• **Questions**:
A - In the news article about Pope Francis's visit to a Mexico City children's hospital, how many young cancer patients welcomed him to the oncology ward?
B - From the news article about Pope Francis's visit to a Mexico City children's hospital, duplicate word for word the part that opens with the words containing "Catholic News Service" and closes with "of young patients.".
Reading passage section start
Catholic News Service
MEXICO CITY — A little bit of kindness can go a long way when recovering from illness, Pope Francis told a group of young patients.
“Not only medicine but also ‘kindness therapy’ can make you live your time here with greater joy,” the pope said Feb. 14.
The pope arrived ahead of schedule to the Federico Gomez children’s hospital in Mexico City after a visit to Ecatepec, just north of Mexico City. First lady Angelica Rivera and 38 young cancer patients welcomed him to the hospital’s oncology ward.
Making his way around the room, the pope greeted all the children individually, handing each one a rosary. He gave one boy what he said was his own rosary, blessing it and asking him to “take care of it for me and pray for me when you can.”
The excitement was difficult for the young patients to contain and several stood up from their wheelchairs to embrace the pope. As he made his rounds throughout the hospital, the children handed him drawings. One patient surprised the pope with a heartfelt rendition of Schubert’s Ave Maria.
Thanking them for their warm welcome, the pope said he was grateful for the opportunity to visit them and “share a little of your life and of those who work here.”
The pope briefly told the children the story of Jesus’ presentation in the temple and how the Gospel’s story of Simeon’s grandfatherly reaction is a lesson which teaches “two attitudes: gratitude and blessing.”
“For my part, and not only because of my age, I feel I can relate well with these two lessons of Simeon,” the 79-year-old pope said. “Entering here and seeing your eyes, your smiles, your faces has filled me with a desire to give thanks.”
Reading passage section end
Entries supplied section start
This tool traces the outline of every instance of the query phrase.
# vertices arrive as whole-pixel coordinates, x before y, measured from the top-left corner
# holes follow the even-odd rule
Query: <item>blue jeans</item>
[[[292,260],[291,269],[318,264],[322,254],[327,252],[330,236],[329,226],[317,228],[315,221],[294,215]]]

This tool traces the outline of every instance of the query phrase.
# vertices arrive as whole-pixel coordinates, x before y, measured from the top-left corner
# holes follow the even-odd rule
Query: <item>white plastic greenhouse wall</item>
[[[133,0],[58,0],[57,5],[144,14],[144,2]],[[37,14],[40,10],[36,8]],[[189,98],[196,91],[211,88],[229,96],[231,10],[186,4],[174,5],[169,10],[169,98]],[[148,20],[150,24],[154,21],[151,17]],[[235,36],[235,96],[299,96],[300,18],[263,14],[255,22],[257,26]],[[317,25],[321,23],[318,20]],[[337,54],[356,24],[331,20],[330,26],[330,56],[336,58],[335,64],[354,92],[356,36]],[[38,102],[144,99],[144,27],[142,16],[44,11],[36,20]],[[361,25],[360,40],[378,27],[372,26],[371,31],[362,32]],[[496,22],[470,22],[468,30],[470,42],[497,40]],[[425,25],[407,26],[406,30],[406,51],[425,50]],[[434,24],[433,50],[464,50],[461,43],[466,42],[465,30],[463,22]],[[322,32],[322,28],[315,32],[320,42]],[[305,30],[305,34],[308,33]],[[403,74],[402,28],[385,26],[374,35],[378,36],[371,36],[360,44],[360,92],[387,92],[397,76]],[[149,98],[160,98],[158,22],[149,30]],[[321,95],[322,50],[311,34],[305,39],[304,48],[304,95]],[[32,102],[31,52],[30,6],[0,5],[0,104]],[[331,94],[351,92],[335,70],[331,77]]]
Entries supplied section end
• **Answer set**:
A - 38

B -
Catholic News Service
MEXICO CITY — A little bit of kindness can go a long way when recovering from illness, Pope Francis told a group of young patients.